• [REQUIREMENT]
Starting at the first line of the data, print each line verbatim up to and including the line bearing "Note. One marker is placed on each instance of the brown", omitting pictures.

(Saved entries)
::::
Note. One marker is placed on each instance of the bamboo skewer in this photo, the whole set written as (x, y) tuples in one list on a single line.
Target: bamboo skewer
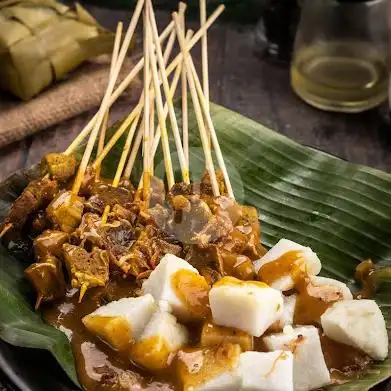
[(146, 137), (169, 101), (173, 88), (125, 83), (198, 88), (117, 93), (138, 108), (106, 99), (114, 58), (197, 108), (204, 53), (185, 119), (162, 121)]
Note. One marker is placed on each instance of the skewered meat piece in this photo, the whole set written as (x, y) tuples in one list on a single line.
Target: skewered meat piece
[(158, 193), (158, 216), (59, 166), (184, 224), (126, 184), (49, 243), (206, 185), (250, 227), (88, 231), (88, 182), (180, 188), (36, 195), (118, 237), (39, 223), (146, 252), (66, 211), (119, 212), (107, 195), (86, 269), (47, 278)]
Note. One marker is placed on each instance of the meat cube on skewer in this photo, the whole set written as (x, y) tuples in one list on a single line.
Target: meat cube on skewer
[(38, 194), (66, 211), (107, 195), (47, 278), (88, 231), (49, 242), (86, 270), (59, 166)]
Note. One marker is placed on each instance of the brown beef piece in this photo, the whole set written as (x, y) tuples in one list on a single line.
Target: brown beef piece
[(47, 278), (206, 186), (118, 237), (48, 243), (216, 228), (249, 225), (88, 182), (108, 195), (39, 222), (66, 211), (147, 251), (59, 166), (185, 224), (36, 195), (158, 216), (120, 212), (158, 192), (86, 269), (88, 230)]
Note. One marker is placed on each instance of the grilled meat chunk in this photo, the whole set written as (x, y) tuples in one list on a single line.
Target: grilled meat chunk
[(39, 222), (206, 185), (47, 278), (59, 166), (158, 193), (86, 269), (119, 212), (146, 252), (48, 243), (88, 231), (107, 195), (66, 211), (118, 237), (35, 196)]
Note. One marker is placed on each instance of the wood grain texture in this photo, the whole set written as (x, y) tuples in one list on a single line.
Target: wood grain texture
[(244, 82)]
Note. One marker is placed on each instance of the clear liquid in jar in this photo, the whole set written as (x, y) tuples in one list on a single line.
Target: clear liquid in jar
[(340, 76)]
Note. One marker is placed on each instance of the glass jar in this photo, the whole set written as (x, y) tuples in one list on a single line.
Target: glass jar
[(342, 55)]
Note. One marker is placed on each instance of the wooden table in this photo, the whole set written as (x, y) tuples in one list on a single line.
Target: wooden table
[(244, 82)]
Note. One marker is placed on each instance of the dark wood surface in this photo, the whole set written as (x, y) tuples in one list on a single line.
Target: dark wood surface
[(241, 81)]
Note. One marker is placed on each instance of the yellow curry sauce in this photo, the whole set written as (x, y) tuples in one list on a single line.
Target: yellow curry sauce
[(102, 368)]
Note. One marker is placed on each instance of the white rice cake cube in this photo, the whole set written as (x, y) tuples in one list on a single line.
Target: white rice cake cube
[(211, 369), (120, 322), (162, 336), (308, 262), (357, 323), (161, 285), (309, 367), (331, 288), (250, 306), (289, 310), (266, 371)]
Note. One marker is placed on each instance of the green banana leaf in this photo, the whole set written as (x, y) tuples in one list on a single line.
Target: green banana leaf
[(341, 210)]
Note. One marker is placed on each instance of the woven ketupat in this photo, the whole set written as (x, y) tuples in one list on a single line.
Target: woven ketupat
[(42, 40)]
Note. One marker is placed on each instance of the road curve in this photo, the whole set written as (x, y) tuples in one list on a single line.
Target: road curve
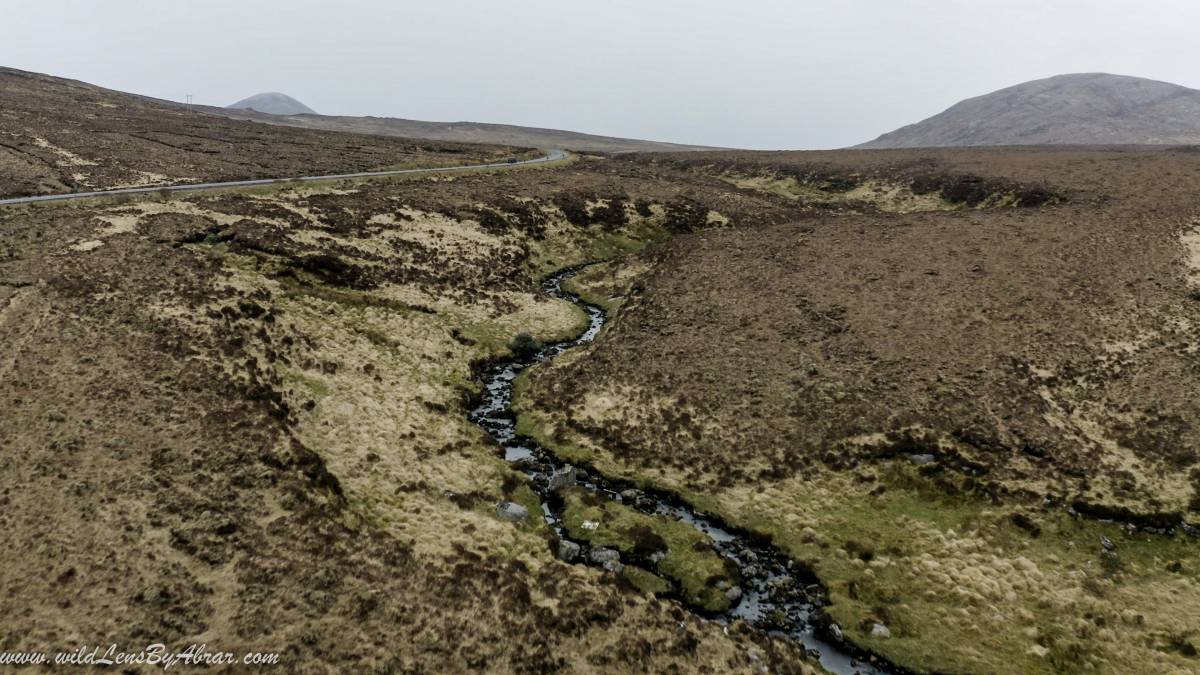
::::
• [RESPONSE FOR THIS EXERCISE]
Note. One marker is placed on each instance of the bamboo skewer in this photo, the whole set written as (x, y) tuples in one list on a single line.
Target: bamboo skewer
[(146, 137), (169, 101), (173, 88), (125, 83), (198, 88), (117, 93), (138, 108), (106, 99), (114, 58), (197, 108), (204, 53), (185, 119), (162, 121)]
Note. One marker is placed on each instance of the skewered meat piece in this photo, the whole set written as (x, y) tuples in one list on a single line.
Target: skewered meat piece
[(158, 193), (158, 216), (59, 166), (184, 224), (126, 184), (49, 243), (206, 185), (250, 227), (88, 231), (88, 182), (180, 188), (36, 195), (118, 237), (39, 223), (146, 252), (66, 211), (119, 212), (107, 195), (86, 269), (47, 278)]
Note. One marker is placed on each instance of the meat cube on skewer in this photo, the whole set written as (x, y) tuples in one list on a single line.
Target: meat cube on skewer
[(38, 194), (66, 211), (107, 195), (47, 278), (88, 231), (49, 242), (86, 270), (59, 166)]
Note. One marker is placed on each instance of the brown beef piece in this photo, the whole set written as (x, y) tuples in one list on a single line.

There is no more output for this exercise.